→ The problem: Begin with the line containing "Detect every white" and end with the last line of the data below; return those lines exactly, and only those.

Image-backed grounding data
—————

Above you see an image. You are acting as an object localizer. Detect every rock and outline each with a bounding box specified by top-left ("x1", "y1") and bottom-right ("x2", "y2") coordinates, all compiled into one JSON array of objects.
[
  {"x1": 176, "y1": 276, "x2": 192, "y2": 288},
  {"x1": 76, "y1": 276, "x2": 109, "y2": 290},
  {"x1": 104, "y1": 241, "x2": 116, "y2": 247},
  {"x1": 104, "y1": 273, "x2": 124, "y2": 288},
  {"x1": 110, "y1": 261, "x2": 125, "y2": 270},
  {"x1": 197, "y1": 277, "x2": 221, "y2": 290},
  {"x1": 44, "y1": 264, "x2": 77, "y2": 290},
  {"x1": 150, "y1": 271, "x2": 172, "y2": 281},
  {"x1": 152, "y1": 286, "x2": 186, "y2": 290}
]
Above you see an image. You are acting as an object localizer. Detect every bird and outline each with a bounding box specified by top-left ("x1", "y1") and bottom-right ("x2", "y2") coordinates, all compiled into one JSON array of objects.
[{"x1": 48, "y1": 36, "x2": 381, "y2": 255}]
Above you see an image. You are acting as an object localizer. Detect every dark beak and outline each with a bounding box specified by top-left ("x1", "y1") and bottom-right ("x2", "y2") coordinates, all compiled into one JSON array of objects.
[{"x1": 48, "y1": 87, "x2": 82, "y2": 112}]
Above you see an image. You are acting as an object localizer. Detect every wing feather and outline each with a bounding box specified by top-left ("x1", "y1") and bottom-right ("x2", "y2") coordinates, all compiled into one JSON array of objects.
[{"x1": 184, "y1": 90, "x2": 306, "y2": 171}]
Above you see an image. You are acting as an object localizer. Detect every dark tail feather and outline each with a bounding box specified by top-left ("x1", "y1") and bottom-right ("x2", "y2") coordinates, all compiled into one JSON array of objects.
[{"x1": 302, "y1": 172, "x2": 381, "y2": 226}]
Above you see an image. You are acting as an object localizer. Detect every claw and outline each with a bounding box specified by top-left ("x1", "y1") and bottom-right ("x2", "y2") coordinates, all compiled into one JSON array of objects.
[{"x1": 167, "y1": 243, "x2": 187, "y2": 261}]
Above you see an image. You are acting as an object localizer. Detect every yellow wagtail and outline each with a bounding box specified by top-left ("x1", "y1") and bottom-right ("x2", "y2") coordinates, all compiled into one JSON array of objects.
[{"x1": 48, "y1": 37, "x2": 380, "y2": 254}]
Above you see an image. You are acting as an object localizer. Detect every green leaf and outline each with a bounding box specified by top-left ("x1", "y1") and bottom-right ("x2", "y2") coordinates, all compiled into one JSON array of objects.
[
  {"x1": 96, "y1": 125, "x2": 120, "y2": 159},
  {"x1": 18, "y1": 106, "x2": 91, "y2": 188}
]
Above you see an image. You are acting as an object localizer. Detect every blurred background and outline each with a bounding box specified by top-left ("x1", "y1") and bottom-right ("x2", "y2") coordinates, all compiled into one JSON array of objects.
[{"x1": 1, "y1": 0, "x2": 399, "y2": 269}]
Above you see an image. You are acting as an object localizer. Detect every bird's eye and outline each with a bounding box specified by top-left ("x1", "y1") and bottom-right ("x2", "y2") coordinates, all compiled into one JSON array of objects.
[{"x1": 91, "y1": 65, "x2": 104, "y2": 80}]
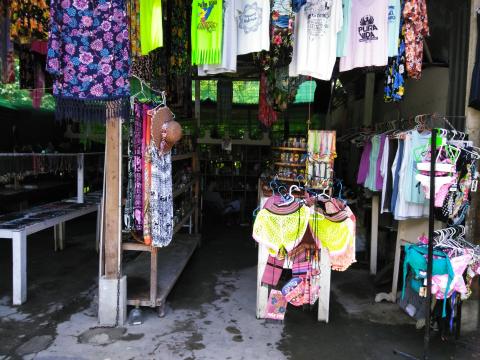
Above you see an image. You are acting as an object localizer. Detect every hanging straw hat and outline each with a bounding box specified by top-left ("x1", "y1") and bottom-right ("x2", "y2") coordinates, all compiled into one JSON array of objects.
[{"x1": 151, "y1": 106, "x2": 183, "y2": 153}]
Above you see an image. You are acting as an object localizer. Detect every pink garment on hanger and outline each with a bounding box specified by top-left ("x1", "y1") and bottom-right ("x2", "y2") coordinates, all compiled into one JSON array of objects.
[
  {"x1": 431, "y1": 254, "x2": 472, "y2": 299},
  {"x1": 357, "y1": 141, "x2": 372, "y2": 185}
]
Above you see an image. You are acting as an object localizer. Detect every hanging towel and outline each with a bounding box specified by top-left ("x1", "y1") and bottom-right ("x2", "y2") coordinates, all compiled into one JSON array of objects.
[
  {"x1": 191, "y1": 0, "x2": 223, "y2": 65},
  {"x1": 140, "y1": 0, "x2": 163, "y2": 54}
]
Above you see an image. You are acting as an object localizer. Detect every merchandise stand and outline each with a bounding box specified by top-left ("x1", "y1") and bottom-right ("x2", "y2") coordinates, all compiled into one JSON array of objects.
[
  {"x1": 122, "y1": 152, "x2": 201, "y2": 316},
  {"x1": 394, "y1": 128, "x2": 437, "y2": 359},
  {"x1": 255, "y1": 184, "x2": 332, "y2": 322}
]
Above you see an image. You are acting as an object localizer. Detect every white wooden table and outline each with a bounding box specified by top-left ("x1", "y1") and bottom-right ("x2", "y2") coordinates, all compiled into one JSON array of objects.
[
  {"x1": 255, "y1": 193, "x2": 332, "y2": 322},
  {"x1": 0, "y1": 192, "x2": 101, "y2": 305}
]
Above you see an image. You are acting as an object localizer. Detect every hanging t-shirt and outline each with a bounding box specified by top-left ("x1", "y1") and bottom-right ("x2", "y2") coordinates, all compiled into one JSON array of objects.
[
  {"x1": 336, "y1": 0, "x2": 351, "y2": 57},
  {"x1": 236, "y1": 0, "x2": 270, "y2": 55},
  {"x1": 387, "y1": 0, "x2": 401, "y2": 57},
  {"x1": 198, "y1": 0, "x2": 237, "y2": 75},
  {"x1": 140, "y1": 0, "x2": 163, "y2": 55},
  {"x1": 191, "y1": 0, "x2": 223, "y2": 65},
  {"x1": 339, "y1": 0, "x2": 389, "y2": 72},
  {"x1": 289, "y1": 0, "x2": 343, "y2": 81}
]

—————

→ Response:
Above you see an image. You are acting as an object localizer. Detect every white wooden table and outline each with a bounding box specified by top-left ("x1", "y1") and bottom-right ("x2", "y2") coordinates, all compiled into one JSON array of objects.
[
  {"x1": 255, "y1": 193, "x2": 332, "y2": 322},
  {"x1": 0, "y1": 192, "x2": 101, "y2": 305}
]
Above you see an image. You are acting as an object localizer. Detect every hanging t-shirt and outline each with a bounding box specified by top-left ("x1", "y1") and bottom-right ("x2", "y2") coordinates, all compiled into one JSON array of objects.
[
  {"x1": 336, "y1": 0, "x2": 351, "y2": 57},
  {"x1": 236, "y1": 0, "x2": 270, "y2": 55},
  {"x1": 387, "y1": 0, "x2": 401, "y2": 57},
  {"x1": 198, "y1": 0, "x2": 237, "y2": 75},
  {"x1": 140, "y1": 0, "x2": 163, "y2": 55},
  {"x1": 191, "y1": 0, "x2": 223, "y2": 65},
  {"x1": 339, "y1": 0, "x2": 389, "y2": 72},
  {"x1": 289, "y1": 0, "x2": 343, "y2": 81}
]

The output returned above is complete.